>> START

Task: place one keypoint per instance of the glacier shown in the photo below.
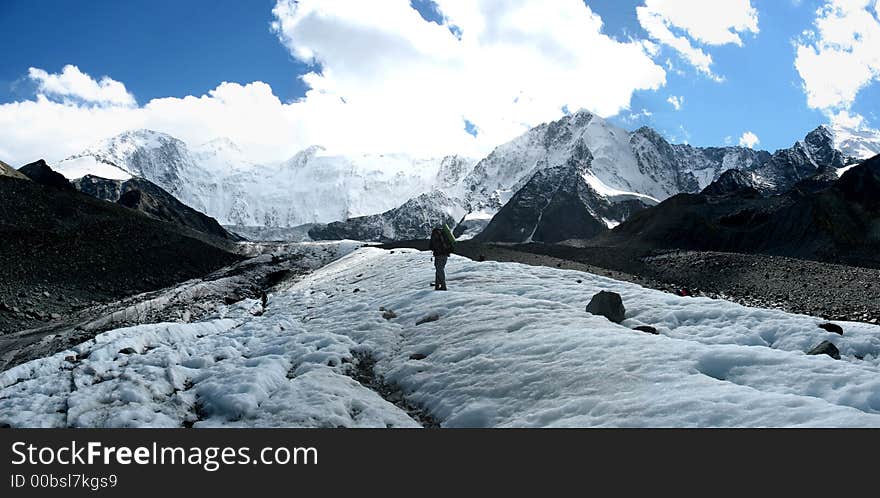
(512, 347)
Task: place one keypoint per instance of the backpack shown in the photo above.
(448, 240)
(442, 241)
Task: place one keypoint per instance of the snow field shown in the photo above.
(513, 347)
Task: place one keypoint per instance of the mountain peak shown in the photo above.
(220, 144)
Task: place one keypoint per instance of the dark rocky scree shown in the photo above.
(64, 251)
(150, 199)
(189, 301)
(836, 225)
(41, 173)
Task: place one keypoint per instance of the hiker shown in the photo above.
(442, 244)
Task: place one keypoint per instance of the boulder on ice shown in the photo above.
(607, 304)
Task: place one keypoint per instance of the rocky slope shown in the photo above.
(150, 199)
(557, 204)
(41, 173)
(839, 224)
(64, 250)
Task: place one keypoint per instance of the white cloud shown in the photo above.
(389, 81)
(749, 139)
(841, 56)
(716, 22)
(73, 83)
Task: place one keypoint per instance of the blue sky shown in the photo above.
(165, 48)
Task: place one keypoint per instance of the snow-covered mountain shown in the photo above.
(860, 144)
(413, 220)
(315, 186)
(311, 187)
(558, 204)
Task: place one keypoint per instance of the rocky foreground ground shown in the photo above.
(833, 292)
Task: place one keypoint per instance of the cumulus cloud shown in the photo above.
(840, 57)
(74, 84)
(680, 24)
(749, 139)
(501, 65)
(386, 80)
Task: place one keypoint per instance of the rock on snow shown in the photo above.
(512, 348)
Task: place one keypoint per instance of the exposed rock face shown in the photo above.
(840, 224)
(609, 305)
(556, 204)
(825, 347)
(150, 199)
(41, 173)
(734, 181)
(7, 170)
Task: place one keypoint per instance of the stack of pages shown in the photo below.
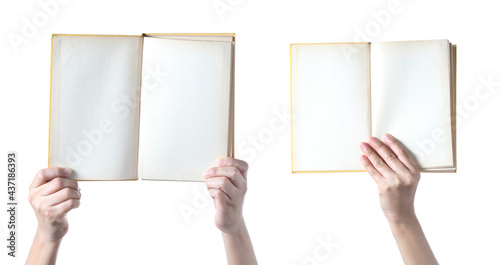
(153, 106)
(342, 93)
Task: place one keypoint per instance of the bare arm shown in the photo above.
(52, 196)
(227, 185)
(397, 177)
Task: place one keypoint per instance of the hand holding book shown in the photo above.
(397, 175)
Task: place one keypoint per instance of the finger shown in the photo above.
(64, 207)
(220, 198)
(241, 165)
(48, 174)
(377, 162)
(401, 152)
(61, 196)
(232, 173)
(56, 185)
(223, 184)
(371, 169)
(390, 158)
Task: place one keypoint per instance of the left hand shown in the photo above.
(227, 185)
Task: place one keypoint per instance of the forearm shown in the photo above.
(43, 251)
(239, 249)
(412, 243)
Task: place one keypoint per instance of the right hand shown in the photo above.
(396, 175)
(52, 195)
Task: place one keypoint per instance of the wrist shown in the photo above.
(237, 230)
(46, 239)
(408, 217)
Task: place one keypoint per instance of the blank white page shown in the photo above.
(94, 106)
(411, 98)
(185, 107)
(330, 105)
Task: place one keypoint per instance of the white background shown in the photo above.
(140, 222)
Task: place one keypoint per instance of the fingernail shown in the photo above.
(67, 171)
(363, 146)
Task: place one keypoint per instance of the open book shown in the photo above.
(153, 106)
(341, 93)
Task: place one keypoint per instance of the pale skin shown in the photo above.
(227, 185)
(52, 195)
(397, 177)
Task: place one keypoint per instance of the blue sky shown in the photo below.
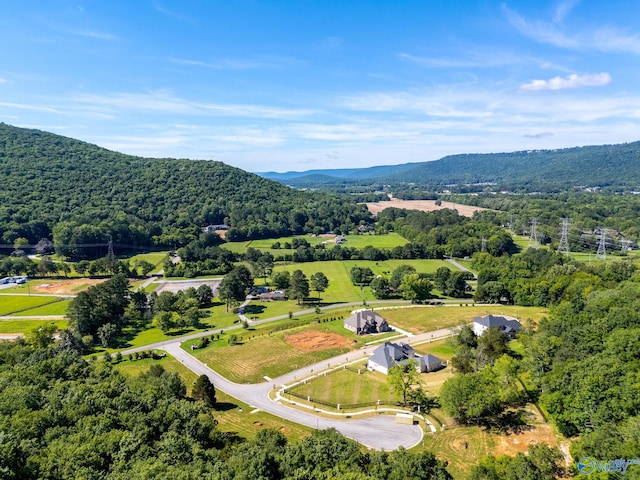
(297, 85)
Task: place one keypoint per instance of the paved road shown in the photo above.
(379, 432)
(459, 266)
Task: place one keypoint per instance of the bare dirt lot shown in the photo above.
(313, 340)
(422, 205)
(177, 285)
(67, 287)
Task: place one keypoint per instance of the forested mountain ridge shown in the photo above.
(53, 186)
(544, 170)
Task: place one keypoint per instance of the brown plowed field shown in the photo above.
(67, 287)
(422, 205)
(313, 340)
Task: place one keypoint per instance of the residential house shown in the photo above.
(508, 326)
(366, 321)
(389, 355)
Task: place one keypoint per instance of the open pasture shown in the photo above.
(19, 304)
(348, 387)
(23, 326)
(389, 240)
(175, 286)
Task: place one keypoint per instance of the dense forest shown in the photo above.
(75, 193)
(63, 417)
(526, 171)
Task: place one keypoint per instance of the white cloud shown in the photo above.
(604, 39)
(570, 81)
(164, 101)
(563, 9)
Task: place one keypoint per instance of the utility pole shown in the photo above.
(602, 248)
(563, 247)
(533, 234)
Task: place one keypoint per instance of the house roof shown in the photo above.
(497, 321)
(391, 354)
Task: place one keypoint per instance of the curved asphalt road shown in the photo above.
(379, 432)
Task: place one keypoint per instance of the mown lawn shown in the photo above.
(340, 288)
(17, 304)
(233, 416)
(237, 417)
(347, 387)
(23, 326)
(54, 308)
(427, 318)
(262, 352)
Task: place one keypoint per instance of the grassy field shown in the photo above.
(23, 326)
(389, 240)
(348, 387)
(440, 348)
(18, 304)
(340, 288)
(264, 352)
(428, 318)
(233, 416)
(54, 308)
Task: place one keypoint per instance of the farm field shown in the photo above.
(232, 415)
(421, 319)
(267, 353)
(348, 387)
(23, 326)
(18, 304)
(55, 286)
(341, 289)
(388, 240)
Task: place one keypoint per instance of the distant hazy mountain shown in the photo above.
(602, 166)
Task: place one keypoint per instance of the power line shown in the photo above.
(563, 246)
(533, 234)
(602, 245)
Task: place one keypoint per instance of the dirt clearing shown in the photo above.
(67, 287)
(313, 340)
(177, 285)
(423, 206)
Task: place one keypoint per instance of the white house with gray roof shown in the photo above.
(389, 355)
(363, 322)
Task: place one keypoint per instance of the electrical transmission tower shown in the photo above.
(625, 245)
(110, 254)
(602, 247)
(533, 234)
(563, 246)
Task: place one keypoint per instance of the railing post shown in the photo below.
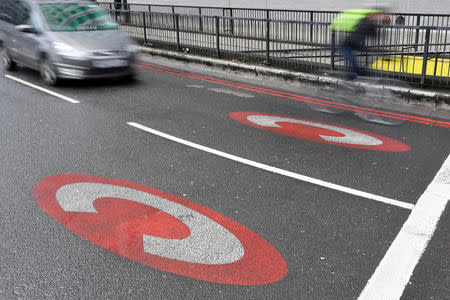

>> END

STATED EXERCISE - Pull out every line above that contains the word "rocky" and copy each one in full.

TASK OUTPUT -
Task: place one keypoint per instance of the dark rocky scree shown in the photo above.
Task: place one keypoint per instance of the rocky slope shown in the photo above.
Task: place one keypoint per instance of the rocky foreground ground shown in the photo above.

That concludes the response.